Document text
'''

Chris Villarrial

Saint Francis Red Wolves
- Title: Head coach

Personal information
- Born: August 9, 1967 (age 58) Hummelstown, Pennsylvania, U.S.

Career information
- Position: Offensive guard
- College: IUP (1992–1995)
- NFL draft: 1996: 5th round, 152nd overall pick

Career history

Playing
- Chicago Bears (1996–2003); Buffalo Bills (2004–2006);

Coaching
- Central Cambria HS (2007–2008) Offensive coordinator; Saint Francis (PA) (2009) Offensive coordinator; Saint Francis (PA) (2010–present) Head coach;

Awards and highlights
- Coaching 2x NEC champion (2016, 2022);

Head coaching record
- Regular season: 68–96 (.415)
- Postseason: 0–2 (.000) (NCAA D-1 playoffs)
- Career: 68–98 (.410)
- Stats at Pro Football Reference

= Chris Villarrial =

American football player and coach (born 1973)

Chris Villarrial (born June 9, 1973) is an American college football coach and former professional player. He is the head football coach for Saint Francis University in Loretto, Pennsylvania, a position he has held since 2010. He played professionally as an offensive guard with the Chicago Bears and Buffalo Bills in the National Football League (NFL) for 11 seasons. He played college football at Indiana University of Pennsylvania (IUP).

==College career==
After redshirting his first year at IUP, Villarrial began his college career as a reserve nose guard until moving to offensive right tackle midway through his freshman season. While playing for IUP, Villarrial was a three-year All-American and three-year all-conference player. He played in the 1993 Division II national championship game, and received the Jim Langer Award for Best Lineman in Division II in 1996. Villarrial had his college jersey No. 75 retired by IUP.

==Professional career==
Villarrial was drafted in the fifth round (152nd overall) by Dave Wannstedt in April 1996. Prior to the draft, Villarrial broke the NFL Combine Bench Press Record. As a member of the Chicago Bears from to 1996 to 2003, Villarrial played six seasons under head coach Dick Jauron and was a two-year All-Pro player in addition to being named to the All-Joe Team. He paved the way for a 1,000-yard rusher every season, blocked for Anthony Thomas, who was the NFL Offensive Rookie of the Year in 2001, and was a member of an offensive line that gave up the fewest sacks in the NFL in 2001, when the Bears advanced to the NFC Divisional Playoff Game. He also received the Golden Bear Award, which was given to the rookie who has perfect attendance in the weight room.

'''

Object location annotation data:
'''

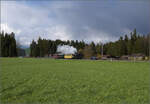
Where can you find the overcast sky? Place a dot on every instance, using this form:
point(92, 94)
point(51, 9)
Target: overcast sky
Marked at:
point(69, 19)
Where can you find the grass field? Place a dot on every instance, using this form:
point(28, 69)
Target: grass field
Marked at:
point(29, 80)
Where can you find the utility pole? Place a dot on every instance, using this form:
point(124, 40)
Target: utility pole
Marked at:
point(102, 50)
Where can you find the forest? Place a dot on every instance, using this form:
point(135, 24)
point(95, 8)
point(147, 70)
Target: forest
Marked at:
point(132, 43)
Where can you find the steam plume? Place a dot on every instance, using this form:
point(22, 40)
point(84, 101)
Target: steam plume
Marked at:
point(66, 49)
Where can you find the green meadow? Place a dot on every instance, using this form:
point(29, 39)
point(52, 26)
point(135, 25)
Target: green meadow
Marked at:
point(54, 81)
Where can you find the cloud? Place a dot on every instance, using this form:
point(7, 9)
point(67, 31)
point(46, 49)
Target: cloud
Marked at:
point(6, 28)
point(82, 20)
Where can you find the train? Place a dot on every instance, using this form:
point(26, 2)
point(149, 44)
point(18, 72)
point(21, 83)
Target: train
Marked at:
point(68, 56)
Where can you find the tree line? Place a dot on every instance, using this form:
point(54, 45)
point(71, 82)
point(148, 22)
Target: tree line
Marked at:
point(8, 46)
point(127, 45)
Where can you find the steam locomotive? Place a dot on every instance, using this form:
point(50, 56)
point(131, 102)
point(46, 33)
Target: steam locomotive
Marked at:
point(68, 56)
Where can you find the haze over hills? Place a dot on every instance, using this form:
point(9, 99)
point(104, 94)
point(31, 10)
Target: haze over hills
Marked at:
point(96, 20)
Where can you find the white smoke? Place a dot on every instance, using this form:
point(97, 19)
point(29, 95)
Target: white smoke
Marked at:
point(66, 49)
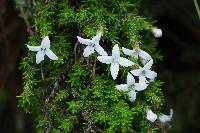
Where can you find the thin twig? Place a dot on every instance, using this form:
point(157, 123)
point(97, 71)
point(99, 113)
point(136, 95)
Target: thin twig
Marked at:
point(197, 8)
point(94, 66)
point(42, 74)
point(75, 46)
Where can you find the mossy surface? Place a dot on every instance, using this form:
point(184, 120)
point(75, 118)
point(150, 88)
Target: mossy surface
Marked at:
point(77, 94)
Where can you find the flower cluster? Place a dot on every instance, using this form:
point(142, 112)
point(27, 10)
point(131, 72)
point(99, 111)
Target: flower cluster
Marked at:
point(144, 74)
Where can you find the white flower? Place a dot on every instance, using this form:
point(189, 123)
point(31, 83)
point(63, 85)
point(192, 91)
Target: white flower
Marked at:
point(145, 71)
point(145, 57)
point(92, 44)
point(156, 32)
point(43, 49)
point(131, 85)
point(115, 60)
point(132, 95)
point(166, 118)
point(151, 116)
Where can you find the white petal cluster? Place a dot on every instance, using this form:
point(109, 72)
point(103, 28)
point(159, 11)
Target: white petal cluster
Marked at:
point(156, 32)
point(144, 73)
point(42, 50)
point(162, 117)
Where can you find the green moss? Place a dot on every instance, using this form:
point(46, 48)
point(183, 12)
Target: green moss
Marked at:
point(73, 94)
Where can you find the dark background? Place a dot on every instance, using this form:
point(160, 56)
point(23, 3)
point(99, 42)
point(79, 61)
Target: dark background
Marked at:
point(180, 69)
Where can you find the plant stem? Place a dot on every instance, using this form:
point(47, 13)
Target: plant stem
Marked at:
point(197, 8)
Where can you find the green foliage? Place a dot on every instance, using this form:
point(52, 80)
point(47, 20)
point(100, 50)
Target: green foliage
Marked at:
point(76, 94)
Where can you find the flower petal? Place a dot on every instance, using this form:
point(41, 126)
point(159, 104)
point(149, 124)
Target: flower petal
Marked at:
point(144, 62)
point(45, 43)
point(148, 65)
point(105, 59)
point(151, 116)
point(84, 41)
point(157, 32)
point(34, 48)
point(88, 51)
point(129, 52)
point(39, 57)
point(114, 68)
point(115, 51)
point(122, 87)
point(132, 95)
point(51, 55)
point(100, 50)
point(130, 79)
point(144, 55)
point(125, 62)
point(140, 86)
point(137, 72)
point(96, 38)
point(150, 74)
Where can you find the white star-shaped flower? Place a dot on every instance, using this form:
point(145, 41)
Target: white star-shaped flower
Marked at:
point(151, 116)
point(92, 45)
point(166, 118)
point(131, 85)
point(115, 60)
point(145, 71)
point(132, 95)
point(156, 32)
point(42, 50)
point(145, 57)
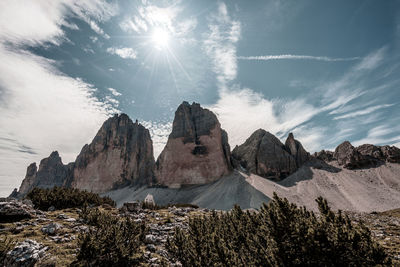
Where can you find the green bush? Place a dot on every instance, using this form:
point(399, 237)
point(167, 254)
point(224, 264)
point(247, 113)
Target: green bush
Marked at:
point(110, 241)
point(63, 198)
point(281, 234)
point(145, 205)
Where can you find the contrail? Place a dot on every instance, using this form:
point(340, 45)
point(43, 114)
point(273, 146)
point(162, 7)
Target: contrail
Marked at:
point(276, 57)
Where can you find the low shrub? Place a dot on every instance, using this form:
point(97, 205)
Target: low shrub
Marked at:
point(63, 198)
point(110, 240)
point(281, 234)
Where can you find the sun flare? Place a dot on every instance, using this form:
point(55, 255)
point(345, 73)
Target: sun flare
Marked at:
point(160, 38)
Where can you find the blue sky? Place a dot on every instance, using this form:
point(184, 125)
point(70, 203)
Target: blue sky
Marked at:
point(326, 70)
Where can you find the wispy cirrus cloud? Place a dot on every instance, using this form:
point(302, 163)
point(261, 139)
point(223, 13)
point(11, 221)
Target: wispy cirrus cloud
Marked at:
point(42, 108)
point(296, 57)
point(365, 111)
point(124, 52)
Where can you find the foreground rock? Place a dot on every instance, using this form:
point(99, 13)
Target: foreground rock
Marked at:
point(13, 210)
point(265, 155)
point(25, 254)
point(197, 151)
point(120, 154)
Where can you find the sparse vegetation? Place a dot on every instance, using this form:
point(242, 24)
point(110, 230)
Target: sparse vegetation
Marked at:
point(110, 240)
point(62, 198)
point(6, 244)
point(281, 234)
point(150, 206)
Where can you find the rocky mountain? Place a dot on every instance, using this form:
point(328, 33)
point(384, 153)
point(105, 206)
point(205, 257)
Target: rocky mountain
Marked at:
point(363, 156)
point(52, 172)
point(120, 154)
point(263, 154)
point(197, 150)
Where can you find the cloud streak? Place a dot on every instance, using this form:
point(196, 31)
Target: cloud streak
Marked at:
point(296, 57)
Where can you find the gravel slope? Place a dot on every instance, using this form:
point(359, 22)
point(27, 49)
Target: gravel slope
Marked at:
point(365, 190)
point(221, 195)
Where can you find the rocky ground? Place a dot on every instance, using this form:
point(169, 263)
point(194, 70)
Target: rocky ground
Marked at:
point(50, 238)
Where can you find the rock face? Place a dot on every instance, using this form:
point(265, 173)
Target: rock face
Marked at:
point(296, 150)
point(25, 253)
point(13, 210)
point(265, 155)
point(52, 172)
point(324, 155)
point(120, 154)
point(363, 156)
point(197, 150)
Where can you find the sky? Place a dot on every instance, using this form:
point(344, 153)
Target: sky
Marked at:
point(328, 71)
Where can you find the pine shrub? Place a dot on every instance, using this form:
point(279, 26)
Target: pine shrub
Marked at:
point(63, 198)
point(280, 234)
point(110, 240)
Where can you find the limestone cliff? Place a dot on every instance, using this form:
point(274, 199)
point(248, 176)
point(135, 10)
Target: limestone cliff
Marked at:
point(265, 155)
point(197, 150)
point(52, 172)
point(120, 154)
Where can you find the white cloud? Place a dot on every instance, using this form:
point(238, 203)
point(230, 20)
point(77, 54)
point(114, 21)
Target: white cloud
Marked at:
point(96, 28)
point(42, 109)
point(362, 112)
point(114, 92)
point(246, 107)
point(304, 57)
point(124, 52)
point(35, 22)
point(158, 15)
point(380, 135)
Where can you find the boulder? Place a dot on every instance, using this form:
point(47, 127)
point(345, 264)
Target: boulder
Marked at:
point(197, 150)
point(350, 158)
point(51, 228)
point(26, 254)
point(120, 154)
point(324, 155)
point(265, 155)
point(391, 153)
point(13, 210)
point(149, 200)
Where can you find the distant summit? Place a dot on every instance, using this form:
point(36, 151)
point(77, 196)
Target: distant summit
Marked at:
point(197, 150)
point(263, 154)
point(197, 167)
point(120, 154)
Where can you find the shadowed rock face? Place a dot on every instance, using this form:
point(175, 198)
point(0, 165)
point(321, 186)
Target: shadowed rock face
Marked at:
point(120, 154)
point(265, 155)
point(363, 156)
point(296, 150)
point(197, 150)
point(52, 172)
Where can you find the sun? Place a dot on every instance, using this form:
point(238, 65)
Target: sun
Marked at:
point(160, 38)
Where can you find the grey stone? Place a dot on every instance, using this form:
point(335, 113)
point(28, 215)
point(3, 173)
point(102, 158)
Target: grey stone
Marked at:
point(25, 254)
point(14, 210)
point(51, 228)
point(263, 154)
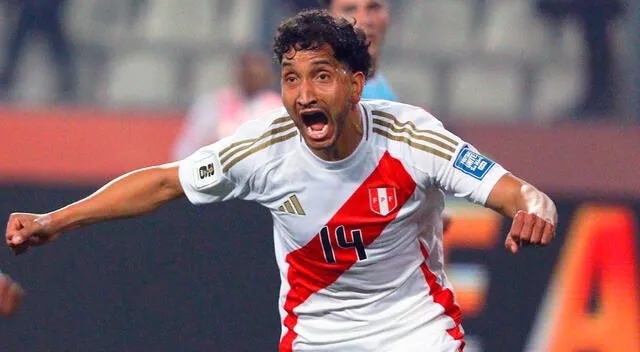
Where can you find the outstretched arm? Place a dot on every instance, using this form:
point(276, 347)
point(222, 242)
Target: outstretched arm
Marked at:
point(533, 212)
point(130, 195)
point(10, 295)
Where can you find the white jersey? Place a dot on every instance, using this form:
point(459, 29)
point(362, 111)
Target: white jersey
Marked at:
point(358, 242)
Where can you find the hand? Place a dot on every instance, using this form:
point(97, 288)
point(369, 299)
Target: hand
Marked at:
point(26, 230)
point(10, 295)
point(529, 228)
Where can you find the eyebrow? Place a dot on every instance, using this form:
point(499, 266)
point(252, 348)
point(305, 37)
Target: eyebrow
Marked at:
point(321, 62)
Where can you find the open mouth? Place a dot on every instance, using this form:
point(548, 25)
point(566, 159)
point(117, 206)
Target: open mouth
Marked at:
point(316, 123)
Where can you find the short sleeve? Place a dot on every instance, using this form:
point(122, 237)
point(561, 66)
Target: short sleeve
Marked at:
point(453, 164)
point(204, 180)
point(469, 174)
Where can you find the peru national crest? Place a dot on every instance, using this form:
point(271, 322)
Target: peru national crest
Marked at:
point(382, 200)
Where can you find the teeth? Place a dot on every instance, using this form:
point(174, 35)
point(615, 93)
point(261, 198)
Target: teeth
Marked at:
point(317, 133)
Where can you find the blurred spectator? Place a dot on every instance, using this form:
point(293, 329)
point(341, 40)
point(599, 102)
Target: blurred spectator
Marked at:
point(595, 17)
point(219, 114)
point(373, 17)
point(43, 17)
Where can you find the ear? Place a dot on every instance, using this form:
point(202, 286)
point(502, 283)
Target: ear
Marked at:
point(357, 85)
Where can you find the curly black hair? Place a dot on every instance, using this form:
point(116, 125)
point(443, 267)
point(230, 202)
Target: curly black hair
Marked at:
point(311, 29)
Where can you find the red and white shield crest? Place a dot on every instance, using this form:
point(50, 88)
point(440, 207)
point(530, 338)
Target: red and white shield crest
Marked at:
point(382, 200)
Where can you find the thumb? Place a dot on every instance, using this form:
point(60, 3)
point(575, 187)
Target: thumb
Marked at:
point(16, 237)
point(511, 245)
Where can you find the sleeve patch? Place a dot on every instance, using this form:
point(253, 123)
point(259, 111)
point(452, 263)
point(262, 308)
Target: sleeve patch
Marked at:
point(206, 171)
point(472, 163)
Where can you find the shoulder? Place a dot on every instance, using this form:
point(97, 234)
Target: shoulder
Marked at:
point(257, 141)
point(410, 130)
point(405, 113)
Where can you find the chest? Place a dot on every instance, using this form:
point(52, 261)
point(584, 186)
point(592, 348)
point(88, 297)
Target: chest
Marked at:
point(340, 207)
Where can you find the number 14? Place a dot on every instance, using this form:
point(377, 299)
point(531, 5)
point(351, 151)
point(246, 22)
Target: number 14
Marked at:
point(341, 242)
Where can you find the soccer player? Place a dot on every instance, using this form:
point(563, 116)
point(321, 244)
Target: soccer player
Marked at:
point(372, 16)
point(355, 188)
point(10, 295)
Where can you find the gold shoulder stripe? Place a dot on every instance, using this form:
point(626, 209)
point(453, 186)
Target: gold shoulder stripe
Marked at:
point(412, 143)
point(412, 134)
point(412, 125)
point(258, 148)
point(251, 140)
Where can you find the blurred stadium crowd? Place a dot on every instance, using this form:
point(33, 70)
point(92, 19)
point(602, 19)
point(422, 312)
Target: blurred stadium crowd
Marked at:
point(461, 59)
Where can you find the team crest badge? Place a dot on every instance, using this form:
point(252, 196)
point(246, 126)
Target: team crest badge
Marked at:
point(382, 200)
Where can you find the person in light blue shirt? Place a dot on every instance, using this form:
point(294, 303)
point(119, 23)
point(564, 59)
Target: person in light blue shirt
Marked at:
point(377, 87)
point(372, 16)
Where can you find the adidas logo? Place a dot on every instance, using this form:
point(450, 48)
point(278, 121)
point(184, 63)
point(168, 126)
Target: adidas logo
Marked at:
point(292, 206)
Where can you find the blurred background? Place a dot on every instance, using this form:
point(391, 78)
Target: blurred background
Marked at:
point(90, 89)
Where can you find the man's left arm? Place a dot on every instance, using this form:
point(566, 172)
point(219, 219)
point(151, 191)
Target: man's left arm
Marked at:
point(534, 213)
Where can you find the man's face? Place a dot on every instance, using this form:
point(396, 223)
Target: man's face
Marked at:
point(370, 15)
point(318, 91)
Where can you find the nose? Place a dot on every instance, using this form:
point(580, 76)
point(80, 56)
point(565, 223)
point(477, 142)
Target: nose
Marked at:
point(307, 95)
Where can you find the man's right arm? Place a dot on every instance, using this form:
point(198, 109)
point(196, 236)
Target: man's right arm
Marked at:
point(130, 195)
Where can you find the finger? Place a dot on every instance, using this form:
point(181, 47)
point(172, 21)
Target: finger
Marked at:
point(538, 229)
point(19, 249)
point(548, 234)
point(511, 245)
point(516, 225)
point(4, 294)
point(15, 298)
point(527, 227)
point(17, 237)
point(446, 223)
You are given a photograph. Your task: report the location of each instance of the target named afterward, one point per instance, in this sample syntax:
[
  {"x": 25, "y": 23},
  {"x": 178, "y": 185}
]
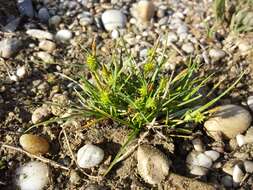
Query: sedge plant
[{"x": 135, "y": 94}]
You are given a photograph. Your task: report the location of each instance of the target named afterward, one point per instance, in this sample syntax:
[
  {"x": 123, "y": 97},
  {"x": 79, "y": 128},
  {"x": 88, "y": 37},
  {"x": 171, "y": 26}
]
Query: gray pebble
[
  {"x": 63, "y": 35},
  {"x": 217, "y": 54},
  {"x": 40, "y": 34},
  {"x": 188, "y": 48},
  {"x": 9, "y": 47},
  {"x": 43, "y": 15},
  {"x": 25, "y": 7},
  {"x": 113, "y": 19}
]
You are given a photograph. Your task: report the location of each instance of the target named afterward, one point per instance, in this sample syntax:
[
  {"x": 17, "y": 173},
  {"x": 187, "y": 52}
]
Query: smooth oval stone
[
  {"x": 229, "y": 120},
  {"x": 153, "y": 165},
  {"x": 89, "y": 156},
  {"x": 217, "y": 54},
  {"x": 144, "y": 10},
  {"x": 40, "y": 114},
  {"x": 204, "y": 160},
  {"x": 47, "y": 46},
  {"x": 9, "y": 47},
  {"x": 25, "y": 7},
  {"x": 40, "y": 34},
  {"x": 45, "y": 57},
  {"x": 43, "y": 15},
  {"x": 34, "y": 144},
  {"x": 250, "y": 102},
  {"x": 60, "y": 102},
  {"x": 63, "y": 35},
  {"x": 32, "y": 176},
  {"x": 188, "y": 48},
  {"x": 113, "y": 19}
]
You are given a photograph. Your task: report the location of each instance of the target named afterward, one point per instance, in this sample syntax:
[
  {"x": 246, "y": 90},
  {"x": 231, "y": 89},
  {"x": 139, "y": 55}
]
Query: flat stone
[
  {"x": 153, "y": 165},
  {"x": 40, "y": 34},
  {"x": 34, "y": 144},
  {"x": 9, "y": 47},
  {"x": 113, "y": 19},
  {"x": 89, "y": 156},
  {"x": 229, "y": 120}
]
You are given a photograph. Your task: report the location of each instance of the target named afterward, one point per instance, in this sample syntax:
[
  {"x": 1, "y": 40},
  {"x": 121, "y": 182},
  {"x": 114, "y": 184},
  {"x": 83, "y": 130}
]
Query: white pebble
[
  {"x": 248, "y": 166},
  {"x": 214, "y": 155},
  {"x": 198, "y": 145},
  {"x": 198, "y": 170},
  {"x": 63, "y": 35},
  {"x": 204, "y": 160},
  {"x": 89, "y": 156},
  {"x": 21, "y": 71},
  {"x": 237, "y": 174},
  {"x": 217, "y": 54},
  {"x": 240, "y": 140},
  {"x": 115, "y": 34},
  {"x": 113, "y": 19},
  {"x": 32, "y": 176}
]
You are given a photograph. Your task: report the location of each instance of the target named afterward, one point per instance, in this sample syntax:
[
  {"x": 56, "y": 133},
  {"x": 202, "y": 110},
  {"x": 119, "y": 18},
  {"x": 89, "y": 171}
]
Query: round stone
[
  {"x": 63, "y": 35},
  {"x": 34, "y": 144},
  {"x": 228, "y": 120},
  {"x": 217, "y": 54},
  {"x": 32, "y": 176},
  {"x": 89, "y": 156},
  {"x": 113, "y": 19},
  {"x": 47, "y": 46},
  {"x": 153, "y": 165}
]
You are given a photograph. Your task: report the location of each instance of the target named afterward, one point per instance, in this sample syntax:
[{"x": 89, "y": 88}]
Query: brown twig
[{"x": 45, "y": 160}]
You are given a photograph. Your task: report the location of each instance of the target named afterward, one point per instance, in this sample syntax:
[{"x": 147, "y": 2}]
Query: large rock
[{"x": 228, "y": 120}]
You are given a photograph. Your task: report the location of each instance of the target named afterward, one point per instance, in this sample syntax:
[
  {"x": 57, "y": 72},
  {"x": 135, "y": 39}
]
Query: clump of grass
[
  {"x": 219, "y": 9},
  {"x": 136, "y": 94}
]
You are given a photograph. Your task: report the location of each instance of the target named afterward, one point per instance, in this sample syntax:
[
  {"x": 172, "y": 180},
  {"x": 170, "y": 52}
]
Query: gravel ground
[{"x": 41, "y": 38}]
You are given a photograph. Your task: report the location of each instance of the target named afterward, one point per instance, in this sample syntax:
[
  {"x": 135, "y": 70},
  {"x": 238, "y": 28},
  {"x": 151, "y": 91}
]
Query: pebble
[
  {"x": 198, "y": 170},
  {"x": 21, "y": 71},
  {"x": 248, "y": 166},
  {"x": 43, "y": 15},
  {"x": 32, "y": 176},
  {"x": 143, "y": 10},
  {"x": 237, "y": 174},
  {"x": 9, "y": 47},
  {"x": 47, "y": 46},
  {"x": 40, "y": 114},
  {"x": 34, "y": 144},
  {"x": 54, "y": 21},
  {"x": 115, "y": 34},
  {"x": 63, "y": 35},
  {"x": 227, "y": 181},
  {"x": 25, "y": 7},
  {"x": 45, "y": 57},
  {"x": 198, "y": 145},
  {"x": 60, "y": 102},
  {"x": 74, "y": 177},
  {"x": 40, "y": 34},
  {"x": 204, "y": 160},
  {"x": 113, "y": 19},
  {"x": 172, "y": 37},
  {"x": 214, "y": 155},
  {"x": 89, "y": 156},
  {"x": 229, "y": 120},
  {"x": 153, "y": 165},
  {"x": 188, "y": 48},
  {"x": 217, "y": 54},
  {"x": 250, "y": 102}
]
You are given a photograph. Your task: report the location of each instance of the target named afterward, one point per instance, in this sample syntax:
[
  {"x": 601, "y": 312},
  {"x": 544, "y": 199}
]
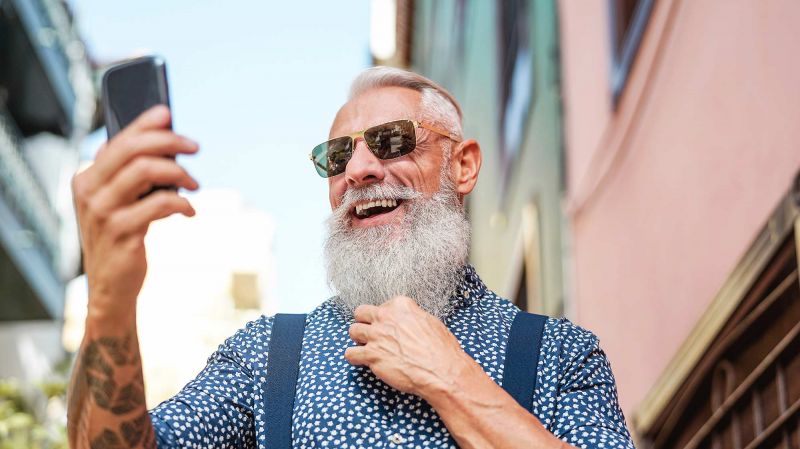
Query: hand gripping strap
[
  {"x": 283, "y": 366},
  {"x": 522, "y": 357}
]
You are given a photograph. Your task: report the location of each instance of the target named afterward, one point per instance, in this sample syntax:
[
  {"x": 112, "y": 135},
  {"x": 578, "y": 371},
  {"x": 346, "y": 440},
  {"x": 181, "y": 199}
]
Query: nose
[{"x": 363, "y": 167}]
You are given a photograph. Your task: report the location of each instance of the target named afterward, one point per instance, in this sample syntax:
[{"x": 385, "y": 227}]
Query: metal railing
[{"x": 24, "y": 194}]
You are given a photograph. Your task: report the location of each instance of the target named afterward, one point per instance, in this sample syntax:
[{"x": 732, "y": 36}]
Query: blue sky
[{"x": 257, "y": 84}]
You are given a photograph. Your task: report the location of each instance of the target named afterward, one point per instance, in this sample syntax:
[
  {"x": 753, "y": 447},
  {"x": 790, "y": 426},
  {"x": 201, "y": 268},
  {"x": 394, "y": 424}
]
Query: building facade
[
  {"x": 47, "y": 104},
  {"x": 500, "y": 60},
  {"x": 662, "y": 214}
]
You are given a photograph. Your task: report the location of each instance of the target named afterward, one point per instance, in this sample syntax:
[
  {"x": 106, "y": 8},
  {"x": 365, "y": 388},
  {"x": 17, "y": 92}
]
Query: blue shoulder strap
[
  {"x": 283, "y": 366},
  {"x": 522, "y": 357}
]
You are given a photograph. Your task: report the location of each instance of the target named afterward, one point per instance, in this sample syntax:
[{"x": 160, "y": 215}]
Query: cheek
[{"x": 335, "y": 192}]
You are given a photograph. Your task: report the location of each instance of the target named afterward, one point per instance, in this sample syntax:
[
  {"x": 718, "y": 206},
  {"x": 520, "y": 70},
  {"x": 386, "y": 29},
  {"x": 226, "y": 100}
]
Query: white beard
[{"x": 420, "y": 256}]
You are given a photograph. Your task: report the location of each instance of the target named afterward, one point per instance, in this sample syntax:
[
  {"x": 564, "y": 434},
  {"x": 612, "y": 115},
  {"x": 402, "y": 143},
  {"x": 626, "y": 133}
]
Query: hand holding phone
[{"x": 129, "y": 89}]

'''

Exercise requirements
1: Convert the lines of the listing, starting at its first line and ending at the line containing "point(69, 19)", into a JSON list of strings with one string per line and blank lines left out. Leave the pictures out of the answer.
2: Go on with the Chris Villarrial article from the point where it stops.
The article and the listing are independent of each other and have no connection.

Task responses
1:
[
  "Where can you find the overcast sky? Place a dot on every instance, using this form:",
  "point(92, 94)",
  "point(51, 9)",
  "Target: overcast sky",
  "Marked at:",
  "point(69, 19)"
]

2:
In 2004, the Chicago Bears decided not to renew Villarrial’s contract and he was signed by the Buffalo Bills with head coach Mike Mularkey. Despite not starting, he was a member of an offensive line that gave up the fewest sacks in franchise history. Villarrial, who also played two seasons in Buffalo under coach Jauron, finished his NFL career with 148 starts.

==Coaching career==
Following his professional career, Villarrial returned to Ebensburg, Pennsylvania, where he served two seasons as the offensive coordinator for the Central Cambria High School football team. He led the team to two district title games, and personally helped 13 players continue their playing careers at the collegiate level, while developing and implementing a successful strength and conditioning program.

In late 2009, Villarrial became head coach of the Saint Francis Red Wolves football team. The Red Flash compete in the Presidents' Athletic Conference of NCAA Division III. He had previously served as the offensive coordinator for one season.

==Head coaching record==

| Year | Team | Overall | Conference | Standing | Bowl/playoffs |
Saint Francis Red Flash (Northeast Conference) (2010–2025)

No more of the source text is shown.